**Problem statement**
Make an exact copy of the entries below with the pictures removed.

**Input material**
□ □ □ □ □ □ □

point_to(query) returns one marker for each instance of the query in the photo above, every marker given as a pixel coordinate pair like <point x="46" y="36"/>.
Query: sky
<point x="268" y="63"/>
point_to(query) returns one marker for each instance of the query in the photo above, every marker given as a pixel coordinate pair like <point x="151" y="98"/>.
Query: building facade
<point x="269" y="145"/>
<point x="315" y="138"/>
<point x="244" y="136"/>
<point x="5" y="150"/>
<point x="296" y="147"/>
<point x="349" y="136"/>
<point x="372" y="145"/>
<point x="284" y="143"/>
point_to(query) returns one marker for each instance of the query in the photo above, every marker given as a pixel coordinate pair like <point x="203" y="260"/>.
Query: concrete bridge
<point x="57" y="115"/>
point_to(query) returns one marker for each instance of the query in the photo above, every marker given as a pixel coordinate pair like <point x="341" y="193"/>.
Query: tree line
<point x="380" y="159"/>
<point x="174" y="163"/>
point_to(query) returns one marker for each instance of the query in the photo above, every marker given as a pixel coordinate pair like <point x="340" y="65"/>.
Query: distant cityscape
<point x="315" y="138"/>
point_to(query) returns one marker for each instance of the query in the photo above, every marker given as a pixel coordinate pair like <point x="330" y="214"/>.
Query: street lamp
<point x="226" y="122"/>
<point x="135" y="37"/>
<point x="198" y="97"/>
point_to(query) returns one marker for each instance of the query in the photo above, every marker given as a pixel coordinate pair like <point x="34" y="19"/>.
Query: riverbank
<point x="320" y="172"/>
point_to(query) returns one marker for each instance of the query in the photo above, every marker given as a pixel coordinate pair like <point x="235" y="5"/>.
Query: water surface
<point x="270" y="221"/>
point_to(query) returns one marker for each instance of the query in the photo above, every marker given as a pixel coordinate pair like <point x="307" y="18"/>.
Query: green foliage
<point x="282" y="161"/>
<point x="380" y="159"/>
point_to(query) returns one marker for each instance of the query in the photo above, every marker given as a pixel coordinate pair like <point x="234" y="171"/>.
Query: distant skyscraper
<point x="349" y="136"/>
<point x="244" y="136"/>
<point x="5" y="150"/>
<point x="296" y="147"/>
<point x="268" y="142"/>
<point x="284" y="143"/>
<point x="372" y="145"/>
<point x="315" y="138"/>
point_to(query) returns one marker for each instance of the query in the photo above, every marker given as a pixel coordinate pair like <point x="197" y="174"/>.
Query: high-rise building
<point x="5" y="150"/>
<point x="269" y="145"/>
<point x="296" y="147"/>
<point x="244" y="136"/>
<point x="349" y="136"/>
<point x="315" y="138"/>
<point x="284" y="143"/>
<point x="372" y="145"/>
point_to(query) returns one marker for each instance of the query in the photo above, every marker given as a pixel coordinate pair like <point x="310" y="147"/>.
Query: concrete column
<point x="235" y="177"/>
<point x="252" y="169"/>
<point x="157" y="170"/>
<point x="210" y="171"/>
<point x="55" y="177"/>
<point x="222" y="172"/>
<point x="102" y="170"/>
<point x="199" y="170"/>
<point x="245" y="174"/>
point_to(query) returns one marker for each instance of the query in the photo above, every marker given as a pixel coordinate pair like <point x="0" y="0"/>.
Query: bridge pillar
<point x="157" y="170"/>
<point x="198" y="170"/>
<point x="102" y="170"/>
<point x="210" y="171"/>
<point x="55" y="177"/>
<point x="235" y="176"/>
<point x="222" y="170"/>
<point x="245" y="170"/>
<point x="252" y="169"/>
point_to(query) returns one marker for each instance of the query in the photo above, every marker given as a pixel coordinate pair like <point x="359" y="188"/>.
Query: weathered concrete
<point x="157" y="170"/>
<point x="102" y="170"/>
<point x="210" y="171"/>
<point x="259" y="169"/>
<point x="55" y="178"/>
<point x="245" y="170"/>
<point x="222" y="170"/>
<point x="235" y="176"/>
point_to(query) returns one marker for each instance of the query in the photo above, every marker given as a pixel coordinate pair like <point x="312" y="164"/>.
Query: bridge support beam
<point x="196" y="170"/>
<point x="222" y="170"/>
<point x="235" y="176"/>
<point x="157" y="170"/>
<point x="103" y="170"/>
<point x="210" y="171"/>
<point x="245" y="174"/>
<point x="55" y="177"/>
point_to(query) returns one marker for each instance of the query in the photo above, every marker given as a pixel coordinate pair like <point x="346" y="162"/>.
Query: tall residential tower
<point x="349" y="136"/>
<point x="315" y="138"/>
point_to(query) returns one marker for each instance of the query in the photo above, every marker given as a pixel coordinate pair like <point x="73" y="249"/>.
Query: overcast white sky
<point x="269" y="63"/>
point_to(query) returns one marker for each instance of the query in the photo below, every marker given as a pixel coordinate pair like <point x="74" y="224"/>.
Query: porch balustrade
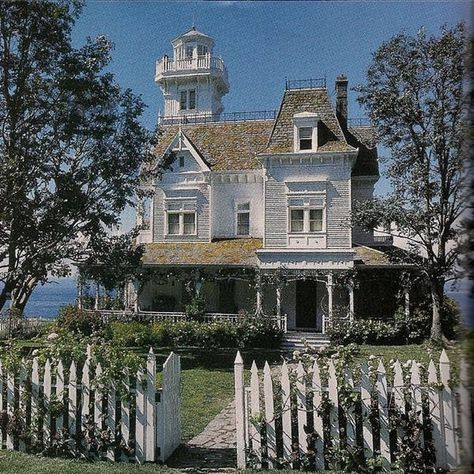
<point x="203" y="62"/>
<point x="156" y="316"/>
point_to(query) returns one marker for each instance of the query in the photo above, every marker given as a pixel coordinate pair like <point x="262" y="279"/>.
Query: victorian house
<point x="253" y="212"/>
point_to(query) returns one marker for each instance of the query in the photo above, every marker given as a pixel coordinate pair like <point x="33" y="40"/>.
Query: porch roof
<point x="230" y="252"/>
<point x="383" y="256"/>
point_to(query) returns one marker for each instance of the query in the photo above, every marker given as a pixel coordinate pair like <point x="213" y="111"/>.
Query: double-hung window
<point x="243" y="218"/>
<point x="181" y="218"/>
<point x="306" y="215"/>
<point x="187" y="100"/>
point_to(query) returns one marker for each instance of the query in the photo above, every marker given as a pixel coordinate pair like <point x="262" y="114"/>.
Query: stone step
<point x="294" y="340"/>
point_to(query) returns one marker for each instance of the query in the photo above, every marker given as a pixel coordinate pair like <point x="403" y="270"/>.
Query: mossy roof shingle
<point x="223" y="145"/>
<point x="364" y="139"/>
<point x="330" y="135"/>
<point x="231" y="252"/>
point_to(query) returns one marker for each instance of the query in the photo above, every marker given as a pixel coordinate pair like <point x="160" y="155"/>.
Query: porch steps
<point x="293" y="340"/>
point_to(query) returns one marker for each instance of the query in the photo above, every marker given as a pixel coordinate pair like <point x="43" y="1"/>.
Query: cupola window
<point x="305" y="131"/>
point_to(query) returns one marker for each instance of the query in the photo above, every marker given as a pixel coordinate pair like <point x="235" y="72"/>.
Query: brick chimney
<point x="341" y="100"/>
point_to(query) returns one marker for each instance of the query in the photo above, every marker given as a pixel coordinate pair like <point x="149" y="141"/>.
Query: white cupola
<point x="193" y="81"/>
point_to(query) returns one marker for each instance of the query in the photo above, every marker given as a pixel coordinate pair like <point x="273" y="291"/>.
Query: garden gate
<point x="77" y="410"/>
<point x="321" y="417"/>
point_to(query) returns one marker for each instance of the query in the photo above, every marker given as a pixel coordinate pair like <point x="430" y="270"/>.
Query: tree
<point x="71" y="145"/>
<point x="414" y="98"/>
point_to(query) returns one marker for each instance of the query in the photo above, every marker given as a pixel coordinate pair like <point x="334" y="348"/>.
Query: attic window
<point x="305" y="131"/>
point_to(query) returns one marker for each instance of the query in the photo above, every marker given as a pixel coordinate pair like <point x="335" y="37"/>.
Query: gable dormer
<point x="305" y="131"/>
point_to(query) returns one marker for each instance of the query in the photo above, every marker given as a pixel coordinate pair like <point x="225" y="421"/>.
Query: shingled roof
<point x="330" y="135"/>
<point x="223" y="145"/>
<point x="231" y="252"/>
<point x="364" y="139"/>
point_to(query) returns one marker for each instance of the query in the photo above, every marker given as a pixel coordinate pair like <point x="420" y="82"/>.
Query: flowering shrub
<point x="76" y="320"/>
<point x="411" y="329"/>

□ □ □ □ □ □ □

**The result**
point_to(query) returns one marker for each instance of the query in the photo above, every marker given as a pixel coordinate pair like <point x="46" y="36"/>.
Query: sky
<point x="268" y="63"/>
point_to(query) returns one marker for each instance of the query in the photo above, every marker given as a pixel coordinate pair like <point x="151" y="98"/>.
Query: building facade
<point x="269" y="145"/>
<point x="315" y="138"/>
<point x="244" y="136"/>
<point x="5" y="150"/>
<point x="296" y="147"/>
<point x="349" y="136"/>
<point x="372" y="145"/>
<point x="284" y="143"/>
point_to(query) returns one marker for each instance of the query in the photo above, every marker given as a pixel coordinate pair like <point x="203" y="260"/>.
Query: concrete bridge
<point x="57" y="115"/>
point_to(query) returns one marker for each instance of the query in the photo above, every marker given as a pixel coordinate pair like <point x="341" y="193"/>.
Query: tree line
<point x="380" y="159"/>
<point x="174" y="163"/>
point_to(query) returns one marker for each instance of the query in the photo above, every marker given as a pixel coordinate pair like <point x="340" y="65"/>.
Query: distant cityscape
<point x="315" y="138"/>
point_to(query) returns one marker for each instance of the query in the photo above, every marker given as a pixel coordinate pair like <point x="330" y="214"/>.
Query: street lamp
<point x="226" y="122"/>
<point x="135" y="37"/>
<point x="198" y="97"/>
point_to(query) returns one marker for each instance of the query in the photo above, every marker given as a pixel coordinate pair like <point x="34" y="19"/>.
Query: riverbank
<point x="320" y="172"/>
point_to(query) returns one marker for each instance of the query in the photo above, every marker given as a pixel coordinate pair like <point x="235" y="5"/>.
Query: water surface
<point x="270" y="221"/>
point_to(query) returns one marker for each instance of the query in the photo above, every marker given as a pixel coordinate pair like <point x="307" y="18"/>.
Query: green foliage
<point x="282" y="161"/>
<point x="380" y="159"/>
point_to(query) returns one marker for each instance of the query in the photo above, every marker given as a pixel coordinate pair like <point x="234" y="171"/>.
Query: distant skyscraper
<point x="349" y="136"/>
<point x="244" y="136"/>
<point x="5" y="150"/>
<point x="296" y="147"/>
<point x="268" y="142"/>
<point x="284" y="143"/>
<point x="372" y="145"/>
<point x="315" y="138"/>
point_to(query) returns one marker for each instance of the query in the photo above, every marker given as a pixel coordinate pair like <point x="197" y="174"/>.
Query: high-rise building
<point x="5" y="150"/>
<point x="269" y="145"/>
<point x="296" y="147"/>
<point x="244" y="136"/>
<point x="349" y="136"/>
<point x="315" y="138"/>
<point x="284" y="143"/>
<point x="372" y="145"/>
point_to(query) returns one marker for each instance of the query in the photo above, every marker given as a pixel coordinate pair like <point x="310" y="147"/>.
Query: concrete column
<point x="235" y="177"/>
<point x="252" y="169"/>
<point x="157" y="170"/>
<point x="210" y="171"/>
<point x="55" y="177"/>
<point x="222" y="172"/>
<point x="102" y="170"/>
<point x="199" y="170"/>
<point x="245" y="174"/>
point_to(query) returns one marker for each instance of the query in the photo above, every marker given as a pixel coordinate pair like <point x="0" y="0"/>.
Query: bridge pillar
<point x="157" y="170"/>
<point x="198" y="170"/>
<point x="102" y="170"/>
<point x="210" y="171"/>
<point x="55" y="177"/>
<point x="235" y="176"/>
<point x="222" y="170"/>
<point x="245" y="170"/>
<point x="252" y="169"/>
point_to(query) returns one marker for each instance of the query in the photo above, every marker given as a pixel coordinate pair like <point x="359" y="188"/>.
Query: weathered concrete
<point x="157" y="170"/>
<point x="102" y="170"/>
<point x="210" y="171"/>
<point x="259" y="169"/>
<point x="55" y="178"/>
<point x="245" y="170"/>
<point x="222" y="170"/>
<point x="235" y="176"/>
point_to(query) returns one marker for each instance of the query in the photo above, every marker given as a pixel coordinate pair like <point x="312" y="164"/>.
Query: bridge support beam
<point x="196" y="170"/>
<point x="222" y="170"/>
<point x="235" y="176"/>
<point x="157" y="170"/>
<point x="103" y="170"/>
<point x="210" y="171"/>
<point x="245" y="174"/>
<point x="55" y="177"/>
point_to(query) returns one marker for each instance of the query in the photo above, every marker given as a pixel coordinate pair like <point x="346" y="162"/>.
Query: tall residential tower
<point x="349" y="136"/>
<point x="315" y="138"/>
point_to(query) returns one marker for each instance of the query in the photo above, every marker given as a pixel coordinate pair like <point x="73" y="249"/>.
Query: overcast white sky
<point x="269" y="63"/>
point_to(query) returns one marker for each instance of the query in the photo below, every marker given as a pixel coordinate pair like <point x="74" y="224"/>.
Query: porch balustrade
<point x="203" y="62"/>
<point x="156" y="316"/>
point_to(query) returns one marker for each instance of the query in the photo above, every marker given as a pixel coordinate pair like <point x="262" y="279"/>.
Query: victorian house
<point x="253" y="212"/>
point_to(query) returns one marker for each instance of the query in the photo above, every marker given as a pixel coordinate pair like <point x="33" y="40"/>.
Query: porch roof
<point x="230" y="252"/>
<point x="383" y="256"/>
point_to(query) returns one marker for each instance of the query in the photo above, every marker given as a pixel coordinate pair like <point x="213" y="111"/>.
Query: double-hung window
<point x="243" y="218"/>
<point x="181" y="218"/>
<point x="306" y="215"/>
<point x="187" y="100"/>
point_to(query) returns one marker for each instance of the query in the photo above, every marker given as a pixel coordinate pair like <point x="262" y="114"/>.
Query: stone step
<point x="294" y="340"/>
point_to(query) returns one marker for each instance of the query in the photo above, every marker given as a pixel coordinate pair like <point x="403" y="270"/>.
Query: mossy roof shingle
<point x="223" y="145"/>
<point x="364" y="139"/>
<point x="330" y="135"/>
<point x="231" y="252"/>
point_to(query) returns one marker for each instance of the query in the photo above, every marker given as a pixel coordinate pair like <point x="160" y="155"/>.
Query: porch steps
<point x="293" y="340"/>
point_to(query) returns one marker for each instance of the query in the photo above, every marker given as a pixel coordinate pair like <point x="43" y="1"/>.
Query: cupola window
<point x="305" y="131"/>
point_to(query) returns one marker for each instance of the query in the photo above, every marker given as a pixel coordinate pair like <point x="235" y="72"/>.
Query: brick chimney
<point x="341" y="100"/>
point_to(query) returns one marker for each instance of the query in the photo above, every marker given as a pixel coordinate pair like <point x="149" y="141"/>.
Query: white cupola
<point x="193" y="81"/>
point_to(query) returns one marker for each instance of the query in the photo above, every marker given as a pixel coordinate pair like <point x="273" y="291"/>.
Query: garden gate
<point x="77" y="410"/>
<point x="321" y="417"/>
point_to(query) returns one marker for each instance of the query in the photo above, every marker given as a pixel coordinate pair like <point x="430" y="270"/>.
Query: tree
<point x="71" y="145"/>
<point x="414" y="98"/>
point_to(query) returns one marker for each instance of the query in the photo above, every marker given as a pixel coordinate pair like <point x="334" y="348"/>.
Query: attic window
<point x="305" y="131"/>
point_to(query) returns one marker for each instance of the query in the photo above, every marker given as a pixel coordinate pair like <point x="335" y="37"/>.
Query: gable dormer
<point x="305" y="131"/>
point_to(query) returns one marker for each instance of the query in the photo above, every marker given as a pixel coordinate pair like <point x="225" y="421"/>.
Query: shingled roof
<point x="330" y="135"/>
<point x="223" y="145"/>
<point x="231" y="252"/>
<point x="364" y="139"/>
point_to(query) returns one marker for each instance of the query in the photo above, every marker given as a pixel coordinate pair like <point x="420" y="82"/>.
Query: flowering shrub
<point x="76" y="320"/>
<point x="411" y="329"/>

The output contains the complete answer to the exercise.